Records provided

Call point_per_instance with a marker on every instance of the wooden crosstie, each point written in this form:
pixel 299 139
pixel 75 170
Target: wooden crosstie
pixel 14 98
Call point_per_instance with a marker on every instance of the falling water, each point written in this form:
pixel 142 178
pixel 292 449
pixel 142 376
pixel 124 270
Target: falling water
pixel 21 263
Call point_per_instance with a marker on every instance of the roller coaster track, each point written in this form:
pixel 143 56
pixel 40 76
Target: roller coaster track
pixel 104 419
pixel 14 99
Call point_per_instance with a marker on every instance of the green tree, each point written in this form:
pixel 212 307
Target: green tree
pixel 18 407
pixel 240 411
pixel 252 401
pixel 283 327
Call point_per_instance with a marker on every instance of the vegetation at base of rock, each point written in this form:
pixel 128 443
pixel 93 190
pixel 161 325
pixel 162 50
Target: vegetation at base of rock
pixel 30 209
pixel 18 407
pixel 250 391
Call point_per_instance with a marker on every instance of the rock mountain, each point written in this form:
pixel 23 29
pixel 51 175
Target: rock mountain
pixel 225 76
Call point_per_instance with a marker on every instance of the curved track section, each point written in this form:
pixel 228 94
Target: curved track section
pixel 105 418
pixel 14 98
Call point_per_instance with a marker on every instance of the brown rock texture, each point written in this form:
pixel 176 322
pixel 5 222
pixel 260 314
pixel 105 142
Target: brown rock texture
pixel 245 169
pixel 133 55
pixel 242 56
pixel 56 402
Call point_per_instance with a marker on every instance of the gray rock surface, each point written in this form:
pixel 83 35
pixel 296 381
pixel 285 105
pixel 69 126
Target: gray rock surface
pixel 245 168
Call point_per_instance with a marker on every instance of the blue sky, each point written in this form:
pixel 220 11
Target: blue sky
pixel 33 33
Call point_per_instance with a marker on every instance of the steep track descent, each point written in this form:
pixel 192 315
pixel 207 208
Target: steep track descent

Task to complete
Reproduce every row above verbatim, changing nothing.

Right answer
Call point_per_instance with a marker on every instance of the wooden crosstie, each point written in this form:
pixel 299 139
pixel 75 170
Target: wooden crosstie
pixel 14 98
Call point_per_instance with a marker on every instance of the falling water, each point written in this form:
pixel 142 178
pixel 292 449
pixel 142 376
pixel 124 270
Target: falling water
pixel 21 263
Call point_per_instance with a marker on every instance of the roller coaster track, each point written in this form:
pixel 143 56
pixel 40 76
Target: roller coaster track
pixel 104 419
pixel 14 99
Call point_per_instance with a marker on every instance of the green tree, each point written in this form:
pixel 212 307
Target: green tree
pixel 18 407
pixel 240 411
pixel 252 401
pixel 283 327
Call point_per_instance with a marker on every instance of the vegetation at base of rock, each point written in this form:
pixel 128 443
pixel 93 190
pixel 161 325
pixel 162 50
Target: vegetation at base of rock
pixel 30 209
pixel 18 407
pixel 250 391
Call point_per_instance with a marker on every instance of the rock mountain, each point written in this form:
pixel 23 29
pixel 51 175
Target: rock mountain
pixel 225 76
Call point_per_instance with a marker on every instance of the curved track section, each point written in this form:
pixel 228 94
Target: curved track section
pixel 105 418
pixel 14 98
Call point_per_instance with a marker on every instance of the brown rock texture, each point written in this form:
pixel 176 322
pixel 5 222
pixel 260 314
pixel 105 142
Target: brown rock texture
pixel 245 169
pixel 133 55
pixel 242 56
pixel 56 402
Call point_per_instance with a marker on every instance of the gray rock surface, each point written in this form:
pixel 83 35
pixel 296 381
pixel 285 105
pixel 69 126
Target: gray rock surface
pixel 245 168
Call point_per_instance with a marker on every instance of the blue sky, each point written in this form:
pixel 220 11
Target: blue sky
pixel 33 33
Call point_per_instance with a marker on every instance of the steep track descent, each point written in this form:
pixel 192 315
pixel 207 208
Target: steep track descent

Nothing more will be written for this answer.